• [YOUR OBJECTIVE] Rewrite the listing below with "noun phrase" swapped for "short description" everywhere, leaving everything else unchanged.

A block of data
****************************************
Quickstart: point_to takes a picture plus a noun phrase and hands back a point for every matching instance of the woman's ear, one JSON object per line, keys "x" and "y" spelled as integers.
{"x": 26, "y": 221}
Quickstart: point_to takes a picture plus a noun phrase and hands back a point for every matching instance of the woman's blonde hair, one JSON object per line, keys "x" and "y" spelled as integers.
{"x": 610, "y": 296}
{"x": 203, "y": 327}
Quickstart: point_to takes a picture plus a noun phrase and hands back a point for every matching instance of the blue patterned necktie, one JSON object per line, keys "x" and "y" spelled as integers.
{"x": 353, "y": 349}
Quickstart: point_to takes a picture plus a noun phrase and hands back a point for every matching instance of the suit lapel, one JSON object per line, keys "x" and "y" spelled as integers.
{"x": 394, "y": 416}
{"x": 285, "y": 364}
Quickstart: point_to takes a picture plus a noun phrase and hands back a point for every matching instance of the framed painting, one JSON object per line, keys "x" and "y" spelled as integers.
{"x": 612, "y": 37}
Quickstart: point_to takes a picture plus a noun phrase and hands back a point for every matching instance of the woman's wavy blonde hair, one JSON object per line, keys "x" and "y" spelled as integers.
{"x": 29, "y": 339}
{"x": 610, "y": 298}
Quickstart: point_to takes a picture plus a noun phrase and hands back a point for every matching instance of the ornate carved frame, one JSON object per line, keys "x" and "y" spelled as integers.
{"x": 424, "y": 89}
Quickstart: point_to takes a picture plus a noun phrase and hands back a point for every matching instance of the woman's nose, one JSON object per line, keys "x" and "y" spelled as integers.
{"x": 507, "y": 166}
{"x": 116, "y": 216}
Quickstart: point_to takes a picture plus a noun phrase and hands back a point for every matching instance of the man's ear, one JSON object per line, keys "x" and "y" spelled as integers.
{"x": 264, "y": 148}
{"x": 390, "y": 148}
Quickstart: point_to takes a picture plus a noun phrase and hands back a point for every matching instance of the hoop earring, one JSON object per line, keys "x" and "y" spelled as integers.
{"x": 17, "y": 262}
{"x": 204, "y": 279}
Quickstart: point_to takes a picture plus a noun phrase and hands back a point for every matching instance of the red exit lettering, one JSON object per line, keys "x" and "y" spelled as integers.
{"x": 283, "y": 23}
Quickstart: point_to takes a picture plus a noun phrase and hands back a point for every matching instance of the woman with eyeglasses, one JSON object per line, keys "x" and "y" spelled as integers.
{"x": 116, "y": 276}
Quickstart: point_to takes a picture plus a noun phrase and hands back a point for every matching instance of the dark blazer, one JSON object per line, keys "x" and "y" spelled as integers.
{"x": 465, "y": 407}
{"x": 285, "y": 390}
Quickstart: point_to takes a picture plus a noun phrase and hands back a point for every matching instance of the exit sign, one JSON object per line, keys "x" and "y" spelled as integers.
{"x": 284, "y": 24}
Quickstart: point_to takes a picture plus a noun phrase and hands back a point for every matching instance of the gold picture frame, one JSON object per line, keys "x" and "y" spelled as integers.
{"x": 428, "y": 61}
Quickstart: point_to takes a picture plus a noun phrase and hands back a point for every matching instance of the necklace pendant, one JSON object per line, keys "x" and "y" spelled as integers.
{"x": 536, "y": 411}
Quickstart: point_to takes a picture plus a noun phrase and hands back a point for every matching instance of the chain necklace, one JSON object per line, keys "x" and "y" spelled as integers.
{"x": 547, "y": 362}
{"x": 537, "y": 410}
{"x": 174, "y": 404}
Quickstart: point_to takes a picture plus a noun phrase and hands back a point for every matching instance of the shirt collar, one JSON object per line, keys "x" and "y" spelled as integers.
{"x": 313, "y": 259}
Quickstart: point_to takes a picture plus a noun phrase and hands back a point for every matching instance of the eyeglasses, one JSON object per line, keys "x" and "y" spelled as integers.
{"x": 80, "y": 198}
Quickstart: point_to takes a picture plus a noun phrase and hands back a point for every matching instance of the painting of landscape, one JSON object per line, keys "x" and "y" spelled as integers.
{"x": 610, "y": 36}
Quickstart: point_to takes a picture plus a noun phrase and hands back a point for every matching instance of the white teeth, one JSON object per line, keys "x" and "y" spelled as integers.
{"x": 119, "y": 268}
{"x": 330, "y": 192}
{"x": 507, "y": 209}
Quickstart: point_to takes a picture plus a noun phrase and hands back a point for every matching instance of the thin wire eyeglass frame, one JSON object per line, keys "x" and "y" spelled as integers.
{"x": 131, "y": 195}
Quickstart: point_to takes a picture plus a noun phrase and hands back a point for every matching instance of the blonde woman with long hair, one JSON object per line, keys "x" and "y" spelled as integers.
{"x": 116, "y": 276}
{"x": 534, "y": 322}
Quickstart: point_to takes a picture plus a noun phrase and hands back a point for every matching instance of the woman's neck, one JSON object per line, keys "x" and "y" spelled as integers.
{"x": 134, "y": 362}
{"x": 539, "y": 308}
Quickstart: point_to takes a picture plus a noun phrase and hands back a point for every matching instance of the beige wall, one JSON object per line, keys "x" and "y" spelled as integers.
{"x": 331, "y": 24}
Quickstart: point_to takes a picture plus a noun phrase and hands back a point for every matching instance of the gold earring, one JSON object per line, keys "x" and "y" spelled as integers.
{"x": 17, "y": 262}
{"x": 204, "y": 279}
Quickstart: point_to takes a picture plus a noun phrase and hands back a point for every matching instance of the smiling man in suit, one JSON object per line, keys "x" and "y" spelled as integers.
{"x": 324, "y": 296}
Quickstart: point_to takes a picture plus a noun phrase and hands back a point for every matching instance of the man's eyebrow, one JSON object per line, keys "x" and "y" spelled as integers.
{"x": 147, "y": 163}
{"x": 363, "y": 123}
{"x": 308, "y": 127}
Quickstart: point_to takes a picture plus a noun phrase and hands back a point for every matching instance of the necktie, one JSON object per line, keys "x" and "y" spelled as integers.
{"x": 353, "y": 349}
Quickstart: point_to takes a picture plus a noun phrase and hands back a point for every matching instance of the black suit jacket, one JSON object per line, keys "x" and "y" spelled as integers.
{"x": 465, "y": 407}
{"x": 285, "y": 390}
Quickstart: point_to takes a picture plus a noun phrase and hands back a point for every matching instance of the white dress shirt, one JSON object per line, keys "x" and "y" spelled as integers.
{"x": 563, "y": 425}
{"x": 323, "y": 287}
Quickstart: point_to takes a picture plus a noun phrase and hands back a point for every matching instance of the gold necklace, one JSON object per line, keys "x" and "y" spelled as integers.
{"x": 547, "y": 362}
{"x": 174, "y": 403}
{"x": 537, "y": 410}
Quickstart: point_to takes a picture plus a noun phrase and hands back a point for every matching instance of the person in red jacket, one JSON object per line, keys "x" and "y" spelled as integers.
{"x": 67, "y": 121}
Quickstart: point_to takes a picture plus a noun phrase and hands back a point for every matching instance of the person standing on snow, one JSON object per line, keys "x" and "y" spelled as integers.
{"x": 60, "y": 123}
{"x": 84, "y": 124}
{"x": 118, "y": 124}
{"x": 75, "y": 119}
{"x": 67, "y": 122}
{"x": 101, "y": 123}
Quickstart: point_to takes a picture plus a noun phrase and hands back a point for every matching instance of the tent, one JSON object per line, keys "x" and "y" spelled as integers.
****************************************
• [FULL ANSWER]
Quickstart: point_to takes a picture plus a short description and hands back a point for every matching instance of the woman's ear, one JSON object per line, keys "x" and "y" spelled as integers.
{"x": 26, "y": 221}
Quickstart: point_to takes a picture plus a short description and hands back a point for every matching instance of the woman's blonde hair, one JSON object per line, keys "x" and "y" spelled as integers.
{"x": 610, "y": 296}
{"x": 203, "y": 327}
Quickstart: point_to takes a picture plus a short description and hands back a point for every matching instance of the blue patterned necktie, one JSON object per line, keys "x" and "y" spelled as integers.
{"x": 353, "y": 349}
Quickstart: point_to takes a picture plus a short description and hands back a point for every matching instance of the suit lapel, one JSON object per line, keys "x" and "y" spelled as integers.
{"x": 394, "y": 416}
{"x": 285, "y": 364}
Quickstart: point_to takes a picture plus a short description and hands back a point for every matching instance of the framed painting, one JSON object per line, keys "x" and "y" spelled as integers.
{"x": 612, "y": 37}
Quickstart: point_to takes a picture plus a short description and hands back a point for every matching instance of the woman's wavy blonde hair, one JSON object per line, keys "x" and "y" spelled as integers.
{"x": 29, "y": 339}
{"x": 610, "y": 298}
Quickstart: point_to takes a picture plus a short description and hands back a point for every matching instance of the ornate carved frame, one JSON object per line, keys "x" and "y" spelled as integers.
{"x": 424, "y": 89}
Quickstart: point_to takes a picture plus a short description and hands back a point for every matching instance of the woman's nose, one JSON object per line, keys "x" and "y" spelled as integers.
{"x": 507, "y": 166}
{"x": 116, "y": 216}
Quickstart: point_to takes a picture plus a short description and hands back a point for every matching instance of the man's ear, one JSON object per line, keys "x" and "y" spelled as integers.
{"x": 264, "y": 148}
{"x": 390, "y": 148}
Quickstart: point_to takes a picture plus a short description and hands back a point for every matching instance of the hoop earring, one JSON object per line, keys "x" and "y" spelled as integers.
{"x": 17, "y": 262}
{"x": 204, "y": 279}
Quickstart: point_to takes a picture plus a short description and hands back a point for every matching instance of the red exit lettering, one JSON object per line, keys "x" and "y" spelled as integers.
{"x": 283, "y": 23}
Quickstart: point_to takes a picture plus a short description and hands back a point for every matching instance of the woman with eyeglasses, one JSON object per line, keys "x" and "y" spelled as integers.
{"x": 116, "y": 276}
Quickstart: point_to takes a picture plus a short description and hands back a point for every matching instance of the dark blazer, one JSON object per line, keys "x" and "y" spelled as integers.
{"x": 465, "y": 407}
{"x": 285, "y": 390}
Quickstart: point_to takes a picture plus a short description and hands back a point for every matching instance of the exit sign, one JSON object per line, keys "x" and "y" spelled as integers.
{"x": 284, "y": 24}
Quickstart: point_to takes a picture plus a short description and hands back a point for every matching instance of the gold picture frame, one JSON object per line, keys "x" and "y" spelled as integers.
{"x": 428, "y": 61}
Quickstart: point_to takes a picture plus a short description and hands back a point for every matching instance of the necklace pendant, one JSON object per line, keys "x" and "y" spelled as integers.
{"x": 536, "y": 411}
Quickstart: point_to takes a picture plus a short description and hands back a point for every matching instance of the chain necklace, one JSON object per line, keys "x" and "y" spelled as integers.
{"x": 547, "y": 362}
{"x": 537, "y": 410}
{"x": 174, "y": 404}
Quickstart: point_to takes a picture plus a short description and hands back a point for every matching instance of the shirt collar, one JSON object per line, keys "x" and "y" spelled as integers.
{"x": 313, "y": 259}
Quickstart: point_to takes a picture plus a short description and hands back a point for every matching instance of the eyeglasses, one JSON object per line, keys "x" and "y" spelled as integers.
{"x": 80, "y": 198}
Quickstart: point_to takes a picture plus a short description and hands back a point for every matching instance of the painting of landscape, one JSON object per line, keys "x" and "y" spelled as integers.
{"x": 610, "y": 36}
Quickstart: point_to takes a picture plus a short description and hands back a point for every matching instance of the white teeth, one JSON object per line, keys "x" and "y" spelled as integers.
{"x": 119, "y": 268}
{"x": 330, "y": 192}
{"x": 507, "y": 209}
Quickstart: point_to takes a picture plus a short description and hands back a point for every matching instance of the thin wire eyeglass frame, one JSON object per line, keys "x" and "y" spelled as integers.
{"x": 131, "y": 195}
Quickstart: point_to takes a picture plus a short description and hands back a point for every matching instance of the blonde woman with long hair, one JSON object per line, keys "x" and "y" spelled as integers.
{"x": 116, "y": 276}
{"x": 534, "y": 322}
Quickstart: point_to takes a picture plus a short description and hands back a point for every matching instance of the woman's neck, one JSON object per line, keys "x" and "y" spelled as integers.
{"x": 134, "y": 362}
{"x": 539, "y": 308}
Quickstart: point_to takes a picture plus a short description and hands back a point for every matching instance of the beige wall, one JSON object per line, keys "x" and "y" spelled as integers.
{"x": 331, "y": 24}
Quickstart: point_to takes a picture plus a short description and hands back a point for every matching instance of the gold earring, one JSON object per line, keys "x" and "y" spelled as integers.
{"x": 17, "y": 262}
{"x": 204, "y": 279}
Quickstart: point_to takes a picture plus a short description and hands back a point for every matching instance of the smiling man in suit, one JSON object per line, keys "x" and "y" spelled as integers.
{"x": 324, "y": 296}
Quickstart: point_to takes a picture plus a short description and hands back a point for every matching instance of the man's eyebrow, one JSON object per line, keys "x" and "y" spelled as integers.
{"x": 147, "y": 163}
{"x": 363, "y": 123}
{"x": 308, "y": 127}
Quickstart: point_to takes a picture plus a short description and hands back a point for every matching instance of the necktie, one JSON object per line, keys "x" and "y" spelled as integers.
{"x": 353, "y": 349}
Quickstart: point_to takes a picture plus a short description and hands back a point for every matching instance of the black suit jacket, one JSON object per line, keys "x" and "y" spelled as integers.
{"x": 465, "y": 407}
{"x": 285, "y": 390}
Quickstart: point_to takes a picture plus a short description and hands back a point for every matching instance of the white dress shirt, one JSON object per line, keys "x" and "y" spelled as integers.
{"x": 563, "y": 425}
{"x": 323, "y": 287}
Quickstart: point_to takes a picture plus a short description and hands back a point for every matching instance of the gold necklace, one JSON object per line, keys "x" and "y" spelled as integers.
{"x": 547, "y": 362}
{"x": 174, "y": 403}
{"x": 537, "y": 410}
Quickstart: point_to takes a picture plus a short description and hands back a point for every matching instance of the person in red jacket, one JSON object per line, keys "x" and "y" spelled as integers.
{"x": 67, "y": 121}
Quickstart: point_to takes a picture plus a short description and hands back a point for every matching instance of the person standing on snow, one JSON object per line, keys "x" and "y" spelled as integers.
{"x": 60, "y": 123}
{"x": 84, "y": 124}
{"x": 118, "y": 124}
{"x": 75, "y": 119}
{"x": 67, "y": 122}
{"x": 101, "y": 123}
Quickstart: point_to takes a picture plus a short description and hands back a point for every matching instance of the tent, one JSON object per line, keys "x" and "y" spelled as integers.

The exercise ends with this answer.